Please copy every line below word for word.

----- Provided material

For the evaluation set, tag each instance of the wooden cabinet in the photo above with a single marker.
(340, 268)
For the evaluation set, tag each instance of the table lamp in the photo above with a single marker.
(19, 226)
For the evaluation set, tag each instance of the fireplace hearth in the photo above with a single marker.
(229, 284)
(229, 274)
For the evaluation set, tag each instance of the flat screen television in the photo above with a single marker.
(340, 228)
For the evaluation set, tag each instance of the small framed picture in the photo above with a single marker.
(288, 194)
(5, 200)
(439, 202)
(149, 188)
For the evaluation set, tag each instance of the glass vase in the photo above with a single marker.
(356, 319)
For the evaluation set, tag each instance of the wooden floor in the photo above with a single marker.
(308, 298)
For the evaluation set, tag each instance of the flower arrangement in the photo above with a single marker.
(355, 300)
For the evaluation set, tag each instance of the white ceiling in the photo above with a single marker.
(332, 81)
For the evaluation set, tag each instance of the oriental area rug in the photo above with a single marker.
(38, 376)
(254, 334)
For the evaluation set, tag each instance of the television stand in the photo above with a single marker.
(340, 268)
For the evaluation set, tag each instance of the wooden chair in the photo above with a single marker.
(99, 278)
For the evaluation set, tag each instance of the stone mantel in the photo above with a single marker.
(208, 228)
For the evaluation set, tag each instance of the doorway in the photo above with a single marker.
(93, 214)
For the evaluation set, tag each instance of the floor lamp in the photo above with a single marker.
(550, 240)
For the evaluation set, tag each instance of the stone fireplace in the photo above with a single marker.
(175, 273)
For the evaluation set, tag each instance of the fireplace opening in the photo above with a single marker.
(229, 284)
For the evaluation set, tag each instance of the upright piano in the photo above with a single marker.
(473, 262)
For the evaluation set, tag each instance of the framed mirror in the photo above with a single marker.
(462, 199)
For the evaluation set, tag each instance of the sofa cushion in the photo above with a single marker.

----------

Written solution:
For the evaluation set, tag each instance of the wooden cabinet in the photo above with a single marker.
(340, 268)
For the evaluation set, tag each instance of the table lamp in the photo above with a single marker.
(19, 226)
For the evaluation set, tag each instance of the fireplace hearth in the photo above with a single marker.
(229, 284)
(229, 274)
For the evaluation set, tag each instance of the flat screen television in the photo above with a single marker.
(340, 228)
For the evaluation set, tag each instance of the small framed picture in the photo above with a single marker.
(288, 194)
(5, 200)
(439, 202)
(149, 188)
For the evaluation set, tag each instance of the glass vase in the photo above with a single marker.
(356, 319)
For the evaluation set, tag each instance of the wooden floor in the photo above with a single marker.
(308, 298)
For the evaluation set, tag each instance of the flower arrangement in the photo above with a single marker.
(355, 300)
For the evaluation set, tag each instance of the white ceiling in the photo above with a single marker.
(332, 81)
For the evaluation set, tag each instance of the oriental area rug in the photo above with a single marker.
(38, 376)
(254, 334)
For the evaluation set, tag each instance of the television stand in the photo above with a single marker.
(340, 268)
For the evaluation set, tag each instance of the wooden chair in the photo above with a single marker.
(99, 278)
For the evaluation set, tag each instance of the stone mantel in the photo above with a single marker.
(208, 228)
For the evaluation set, tag each instance of the doorway in the photo above with a single marker.
(93, 214)
For the evaluation set, tag each instance of the floor lamp in the photo above with a single marker.
(550, 240)
For the evaluation set, tag each instance of the stone fireplace in the photo above with a single marker.
(175, 273)
For the evaluation set, tag each instance of the fireplace opening in the photo above with a single marker.
(229, 284)
For the evaluation set, tag each instance of the upright piano in the photo above with a single marker.
(473, 262)
For the evaluation set, tag each instance of the framed mirror in the photo above with a single marker.
(462, 199)
For the evaluation set, tag each instance of the sofa cushion in the photo above with a single marker.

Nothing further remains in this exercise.